> _Do this_: Return every line in the entries below that contains the word "Please".

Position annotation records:
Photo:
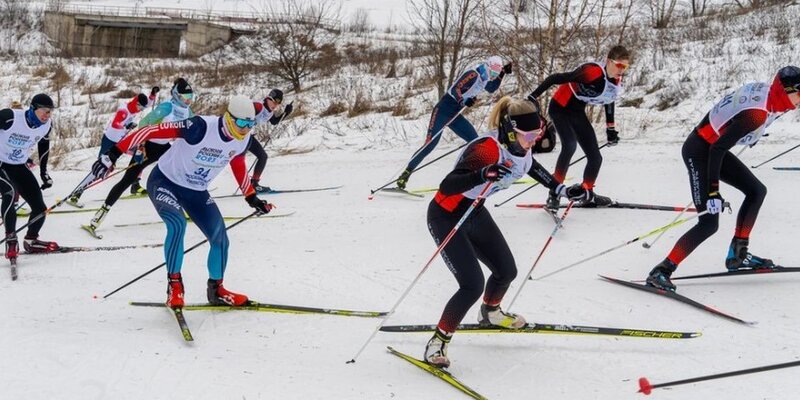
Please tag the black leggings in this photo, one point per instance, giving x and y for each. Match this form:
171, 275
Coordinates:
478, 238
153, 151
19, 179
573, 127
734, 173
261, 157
---
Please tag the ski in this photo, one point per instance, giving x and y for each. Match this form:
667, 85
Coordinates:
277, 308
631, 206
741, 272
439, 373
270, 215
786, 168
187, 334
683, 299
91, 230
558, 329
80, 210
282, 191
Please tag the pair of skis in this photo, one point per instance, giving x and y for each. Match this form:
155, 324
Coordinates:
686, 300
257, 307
* * *
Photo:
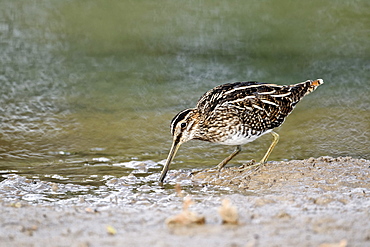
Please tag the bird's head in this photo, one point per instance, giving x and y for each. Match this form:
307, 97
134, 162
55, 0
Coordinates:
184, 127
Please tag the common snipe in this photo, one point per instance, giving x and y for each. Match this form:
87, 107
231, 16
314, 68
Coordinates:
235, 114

> _Written answer_:
Please tag the black leggings in this photo, one point per instance, giving x and y for each. Match this form:
Please tag the ski in this photo, one point per instance, giving x and y for each. Match this form:
Please tag the pair of skis in this photo, one point per instance, giving x and y for each. Match this form:
Please tag the bird's head in this photo, one point per instance, giving x and y for each. Match this form:
Please tag the common snipe in this photo, one point per instance, giving x and y for each. Match this form:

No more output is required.